-- Supplied text follows --

The upstream of alkaloid biosynthesis is mainly through three pathways: the shikimate pathway, the MEP pathway, and the MVA pathway (Figure 2). The shikimate pathway in plants is essential for a variety of second metabolite synthesis (Tzin et al., 2012). A series of key enzymes involved in shikimate pathway have been identified. Among them, 5-enolpyruvylshikimate-3-phosphate synthase (EPSP) is a key enzyme involved in the formation of enolpyruvylshikimate 3-phosphate (Klee et al., 1987). The stem-specific expression of EPSP in D. huoshanense enhanced the accumulation of tryptamine, which is a precursor for strictosidine biosynthesis (Yuan et al., 2018). Seventeen unigenes associated with six enzymes were revealed by transcriptome analysis in D. officinale and were mapped to the shikimate pathway (Shen et al., 2017), including 3-deoxy-D-arabinoheptulosonate-7-phosphate synthase (DHS), 3-dehydroquinate synthase (DHQS), 3-dehydroquinate acid dehydratase (DHD), shikimate dehydrogenase (SKDH), 5-enolpyruvylshikimate-3-phosphate synthase (SHKG), and farnesyl diphosphate synthase (FPS). In the MEP pathway, 1-deoxy-D-xylulose 5-phosphate synthase (DXS) is the first key enzyme, and 1-deoxy-D-xylulose-5-phosphate reductoisomerase (DXR) is the second and rate-limiting enzyme catalyzing a branched isovaleric precursor to form a straight chain pentose sugar (Ramak et al., 2013). Overexpression of DXS in Spike lavender or DXR in Salvia miltiorrhiza resulted in a significant increase in terpenoid accumulation (Munoz-Bertomeu et al., 2006). In the MVA pathway, 3-hydroxy-3-methyl-glutaryl-coenzyme A reductase (HMGR) is one of the key enzymes involved in terpenoid biosynthesis. It is capable of catalyzing 3-hydroxy-3-methylglutaryl coenzyme A (HMG-CoA) to form MVA. Overexpression of HMGR1 in ginseng enhanced the steroid and triterpene production (Kim et al., 2014), suggesting the promoting role of HMGR1 in ginsenoside biosynthesis.

-- Supplied text concluded --
-- Input data follows --

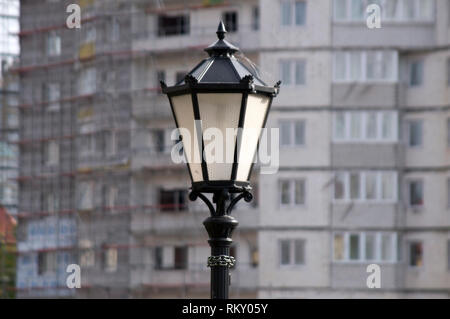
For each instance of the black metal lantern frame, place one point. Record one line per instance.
(244, 100)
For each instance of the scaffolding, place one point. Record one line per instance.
(97, 185)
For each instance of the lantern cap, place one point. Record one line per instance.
(222, 71)
(221, 46)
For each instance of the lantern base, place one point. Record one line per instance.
(232, 187)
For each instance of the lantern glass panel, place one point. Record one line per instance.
(220, 111)
(257, 107)
(184, 113)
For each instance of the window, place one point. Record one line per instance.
(230, 19)
(53, 44)
(180, 257)
(292, 192)
(415, 133)
(448, 69)
(52, 153)
(158, 256)
(87, 258)
(110, 259)
(172, 200)
(255, 18)
(89, 35)
(179, 76)
(160, 76)
(46, 262)
(292, 252)
(87, 81)
(416, 73)
(365, 127)
(339, 247)
(110, 143)
(51, 203)
(448, 192)
(173, 25)
(171, 257)
(448, 254)
(415, 254)
(354, 247)
(293, 13)
(448, 132)
(379, 186)
(392, 10)
(365, 66)
(110, 195)
(52, 95)
(293, 72)
(159, 141)
(292, 132)
(365, 247)
(85, 195)
(114, 34)
(415, 189)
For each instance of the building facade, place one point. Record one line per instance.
(9, 91)
(363, 118)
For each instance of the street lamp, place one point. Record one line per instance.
(220, 93)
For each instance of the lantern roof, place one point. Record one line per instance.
(222, 68)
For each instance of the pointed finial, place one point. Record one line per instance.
(221, 31)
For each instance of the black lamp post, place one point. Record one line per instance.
(220, 92)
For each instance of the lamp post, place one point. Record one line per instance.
(221, 93)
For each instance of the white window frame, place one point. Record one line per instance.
(292, 67)
(85, 187)
(363, 67)
(364, 122)
(292, 192)
(52, 153)
(53, 96)
(362, 187)
(408, 248)
(292, 263)
(292, 23)
(87, 81)
(400, 14)
(408, 135)
(111, 260)
(362, 247)
(111, 144)
(408, 192)
(420, 61)
(53, 44)
(292, 124)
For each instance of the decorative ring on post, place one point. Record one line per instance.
(221, 261)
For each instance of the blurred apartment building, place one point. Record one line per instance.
(364, 124)
(9, 115)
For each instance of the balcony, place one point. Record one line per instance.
(150, 104)
(151, 159)
(354, 275)
(246, 38)
(198, 275)
(163, 220)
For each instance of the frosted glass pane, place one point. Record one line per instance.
(182, 106)
(221, 111)
(257, 106)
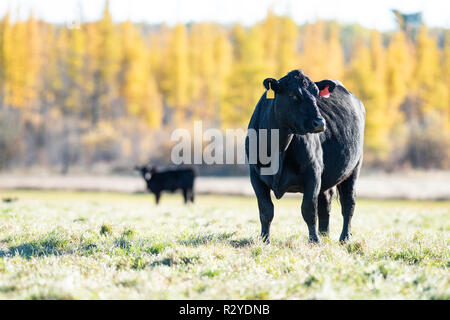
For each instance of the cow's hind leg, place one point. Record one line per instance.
(157, 197)
(347, 198)
(323, 210)
(265, 205)
(186, 195)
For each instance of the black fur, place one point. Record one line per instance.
(313, 159)
(169, 180)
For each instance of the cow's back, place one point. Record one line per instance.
(172, 180)
(342, 141)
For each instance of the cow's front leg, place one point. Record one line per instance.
(323, 210)
(265, 205)
(347, 197)
(309, 207)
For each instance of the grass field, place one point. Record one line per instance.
(75, 245)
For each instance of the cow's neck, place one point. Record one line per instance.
(285, 137)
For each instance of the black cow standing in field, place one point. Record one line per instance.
(321, 133)
(169, 180)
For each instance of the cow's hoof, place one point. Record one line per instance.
(314, 239)
(265, 239)
(344, 238)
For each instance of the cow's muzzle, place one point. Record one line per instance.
(318, 125)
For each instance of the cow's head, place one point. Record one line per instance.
(146, 171)
(296, 101)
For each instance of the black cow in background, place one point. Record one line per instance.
(169, 180)
(321, 133)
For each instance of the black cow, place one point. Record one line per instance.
(169, 180)
(321, 134)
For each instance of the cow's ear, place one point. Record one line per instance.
(326, 87)
(271, 83)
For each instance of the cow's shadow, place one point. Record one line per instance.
(223, 238)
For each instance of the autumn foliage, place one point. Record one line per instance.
(110, 92)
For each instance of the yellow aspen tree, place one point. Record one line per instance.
(33, 61)
(16, 58)
(138, 87)
(313, 59)
(245, 86)
(224, 62)
(427, 82)
(76, 52)
(362, 80)
(270, 33)
(202, 78)
(108, 62)
(335, 61)
(176, 83)
(91, 69)
(399, 64)
(446, 77)
(287, 55)
(5, 34)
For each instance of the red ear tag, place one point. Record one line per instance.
(324, 92)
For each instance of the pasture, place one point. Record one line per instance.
(86, 245)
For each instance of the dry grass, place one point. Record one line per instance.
(72, 245)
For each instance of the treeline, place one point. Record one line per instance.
(104, 92)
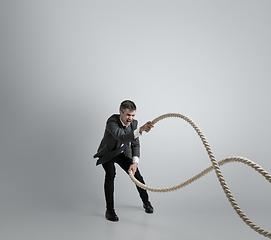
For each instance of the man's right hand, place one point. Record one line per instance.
(146, 127)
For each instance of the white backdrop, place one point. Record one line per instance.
(66, 66)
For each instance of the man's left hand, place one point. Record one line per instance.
(133, 167)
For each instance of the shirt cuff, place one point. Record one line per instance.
(136, 159)
(136, 134)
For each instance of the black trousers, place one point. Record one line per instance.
(110, 173)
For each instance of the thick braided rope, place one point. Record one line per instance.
(215, 166)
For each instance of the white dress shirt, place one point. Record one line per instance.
(136, 135)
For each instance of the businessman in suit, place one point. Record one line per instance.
(120, 144)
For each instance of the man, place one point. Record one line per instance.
(120, 144)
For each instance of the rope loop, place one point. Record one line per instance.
(215, 166)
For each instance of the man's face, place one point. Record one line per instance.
(127, 116)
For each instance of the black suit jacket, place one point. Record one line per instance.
(115, 136)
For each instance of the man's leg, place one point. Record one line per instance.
(110, 173)
(125, 163)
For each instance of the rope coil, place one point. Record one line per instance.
(215, 166)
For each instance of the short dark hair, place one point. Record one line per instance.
(127, 104)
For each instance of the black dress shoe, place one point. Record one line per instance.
(148, 207)
(111, 215)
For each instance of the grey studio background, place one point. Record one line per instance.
(66, 66)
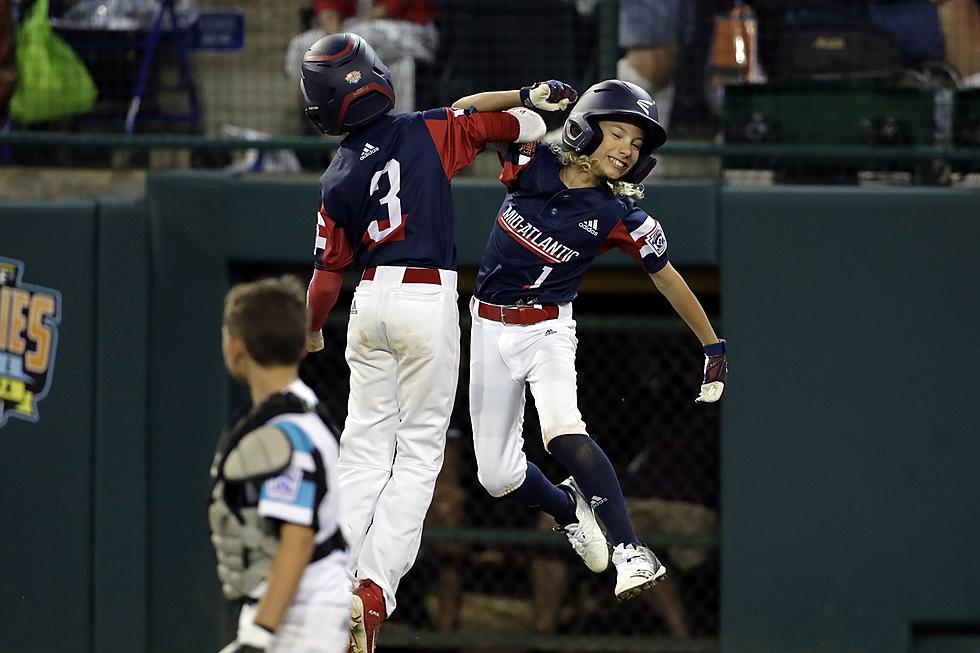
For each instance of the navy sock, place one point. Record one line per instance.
(538, 492)
(593, 472)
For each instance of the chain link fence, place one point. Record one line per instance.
(493, 577)
(804, 80)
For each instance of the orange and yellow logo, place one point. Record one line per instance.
(29, 318)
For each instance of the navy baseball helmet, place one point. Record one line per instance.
(345, 83)
(614, 99)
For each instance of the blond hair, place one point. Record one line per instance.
(584, 163)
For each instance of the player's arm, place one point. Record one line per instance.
(295, 550)
(552, 95)
(332, 253)
(672, 285)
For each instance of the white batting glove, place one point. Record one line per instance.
(552, 95)
(314, 341)
(715, 372)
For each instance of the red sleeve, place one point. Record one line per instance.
(646, 244)
(460, 135)
(514, 160)
(620, 237)
(332, 250)
(322, 295)
(346, 8)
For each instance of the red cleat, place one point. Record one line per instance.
(367, 613)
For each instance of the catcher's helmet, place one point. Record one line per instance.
(614, 99)
(345, 83)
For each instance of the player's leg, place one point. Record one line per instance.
(497, 415)
(553, 382)
(367, 445)
(421, 322)
(313, 628)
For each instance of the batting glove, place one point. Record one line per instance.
(314, 341)
(552, 95)
(358, 634)
(251, 638)
(715, 373)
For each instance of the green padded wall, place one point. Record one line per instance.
(850, 441)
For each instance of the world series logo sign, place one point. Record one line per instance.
(29, 318)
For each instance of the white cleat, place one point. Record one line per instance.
(637, 569)
(585, 536)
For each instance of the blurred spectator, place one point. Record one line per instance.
(961, 29)
(402, 32)
(649, 31)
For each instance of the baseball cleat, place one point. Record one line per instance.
(637, 569)
(585, 536)
(367, 613)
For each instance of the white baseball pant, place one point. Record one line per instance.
(503, 359)
(403, 353)
(308, 628)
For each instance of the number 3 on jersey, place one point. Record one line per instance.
(392, 227)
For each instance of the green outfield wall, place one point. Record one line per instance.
(850, 437)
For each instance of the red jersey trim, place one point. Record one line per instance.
(332, 250)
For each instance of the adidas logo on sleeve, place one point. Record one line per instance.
(368, 151)
(592, 226)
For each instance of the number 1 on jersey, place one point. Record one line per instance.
(545, 271)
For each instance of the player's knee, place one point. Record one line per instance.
(498, 482)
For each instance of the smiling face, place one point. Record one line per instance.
(619, 149)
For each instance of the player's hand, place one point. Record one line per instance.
(358, 635)
(251, 638)
(715, 373)
(314, 341)
(552, 95)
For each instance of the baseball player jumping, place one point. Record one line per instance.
(564, 206)
(386, 207)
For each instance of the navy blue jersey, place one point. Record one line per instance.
(385, 198)
(546, 235)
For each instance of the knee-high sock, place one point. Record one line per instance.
(593, 472)
(538, 492)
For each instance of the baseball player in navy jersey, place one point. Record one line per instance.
(274, 485)
(386, 207)
(565, 206)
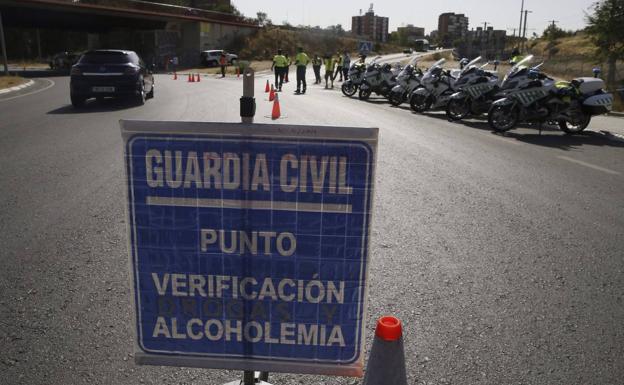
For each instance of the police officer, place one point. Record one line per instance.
(338, 62)
(316, 66)
(330, 63)
(301, 61)
(346, 63)
(279, 66)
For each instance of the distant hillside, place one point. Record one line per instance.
(578, 46)
(570, 57)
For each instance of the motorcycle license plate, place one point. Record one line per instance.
(103, 89)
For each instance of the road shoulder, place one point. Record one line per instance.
(30, 87)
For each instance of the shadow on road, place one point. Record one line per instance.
(40, 73)
(556, 139)
(530, 134)
(91, 106)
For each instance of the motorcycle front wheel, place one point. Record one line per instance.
(578, 124)
(503, 118)
(395, 98)
(458, 109)
(364, 94)
(419, 103)
(348, 88)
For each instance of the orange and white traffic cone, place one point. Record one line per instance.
(276, 113)
(272, 94)
(386, 362)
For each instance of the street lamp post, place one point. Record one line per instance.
(3, 42)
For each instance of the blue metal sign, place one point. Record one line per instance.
(365, 46)
(249, 244)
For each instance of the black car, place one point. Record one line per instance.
(116, 73)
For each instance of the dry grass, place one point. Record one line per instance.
(11, 81)
(427, 61)
(575, 46)
(29, 64)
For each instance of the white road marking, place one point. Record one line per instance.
(17, 88)
(593, 166)
(504, 139)
(31, 93)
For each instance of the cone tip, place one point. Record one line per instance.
(389, 328)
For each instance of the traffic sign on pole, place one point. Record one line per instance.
(365, 46)
(249, 244)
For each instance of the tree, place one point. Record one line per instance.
(263, 19)
(607, 33)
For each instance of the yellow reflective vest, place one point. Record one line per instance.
(330, 65)
(280, 61)
(302, 59)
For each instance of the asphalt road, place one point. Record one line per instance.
(503, 255)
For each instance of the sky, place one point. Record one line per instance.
(502, 14)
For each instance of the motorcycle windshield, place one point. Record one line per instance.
(439, 63)
(469, 65)
(435, 65)
(521, 64)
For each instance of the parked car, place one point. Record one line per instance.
(106, 73)
(63, 60)
(211, 58)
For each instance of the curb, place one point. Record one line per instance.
(616, 114)
(612, 136)
(16, 88)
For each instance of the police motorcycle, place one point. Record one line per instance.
(407, 81)
(437, 87)
(378, 78)
(477, 89)
(356, 77)
(540, 99)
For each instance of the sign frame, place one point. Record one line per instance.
(132, 129)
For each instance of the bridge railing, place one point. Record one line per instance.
(164, 9)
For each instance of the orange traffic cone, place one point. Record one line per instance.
(272, 94)
(276, 113)
(386, 362)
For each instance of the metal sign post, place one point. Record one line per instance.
(3, 42)
(248, 102)
(249, 244)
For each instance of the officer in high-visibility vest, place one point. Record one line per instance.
(301, 62)
(279, 66)
(316, 66)
(338, 61)
(329, 70)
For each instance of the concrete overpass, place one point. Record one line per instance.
(157, 31)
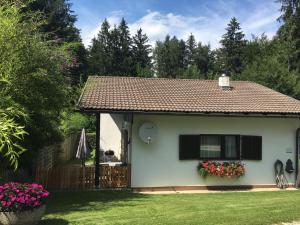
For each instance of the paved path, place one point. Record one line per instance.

-- Input data concluded --

**Problem set:**
A) In two sentences, how would you sum up the alkaloid biosynthesis passage?
B) Can you carry on with the alkaloid biosynthesis passage, starting right after its final sentence?
The entries have no role in this work.

**Answers to this exercise:**
A) The upstream of alkaloid biosynthesis runs mainly through the shikimate, MEP, and MVA pathways, with key enzymes including EPSP in the shikimate pathway, DXS and DXR in the MEP pathway, and HMGR in the MVA pathway. Stem-specific EPSP expression in D. huoshanense enhanced tryptamine accumulation, while overexpression of DXS or DXR raised terpenoid accumulation and overexpression of HMGR1 in ginseng enhanced steroid and triterpene production.

B)
Previous reports revealed 34 alkaloids isolated from 14 Dendrobium species, 21 of which were dendrobine alkaloids with a sesquiterpene skeleton structure (Xu et al., 2017). A pharmacology study demonstrated that dendrobine restrains the growth of A549 lung cancer cells and acts as a promising agent for treating virus infection (Li R. et al., 2017). The upstream biosynthetic pathway of dendrobine is composed of the MVA and MEP pathway, which are conserved to provide basic skeleton for terpenoid alkaloids (Figure 2). Both pathways can produce isopentenyl diphosphate (IPP), which is the precursor of synthetic terpenes that can be exchanged on the plasma membrane. Key enzymes involved in the MEP pathway (Figure 3) including DXS and DXR, as well as enzymes functioning in the MVA pathway such as hydroxymethylglutaryl-CoA synthase (HMGS) and HMGR have been annotated in D. officinale (Fan et al., 2016; Chen et al., 2019). In D. nobile, large-scale transcriptome analysis has been generated in response to MF23 infection with increased dendrobine production (Li R. et al., 2017). From the datasets, 16 genes encoding acetyl CoA acetyltransferase (AACT), phosphomevalonate kinase (PMK), diphosphomevalonate decarboxylase (MVD), and terpene synthase 21 (TPS21), which are members related to the biosynthesis of the backbone of sesquiterpene alkaloid dendrobine, have been identified, suggesting the dominant role of the MVA pathway in this process. In addition, 11 genes encoding nine enzymes were mapped onto the MEP pathway (Figure 3), which serves as a supplemental provider of isoprene units for dendrobine biosynthesis.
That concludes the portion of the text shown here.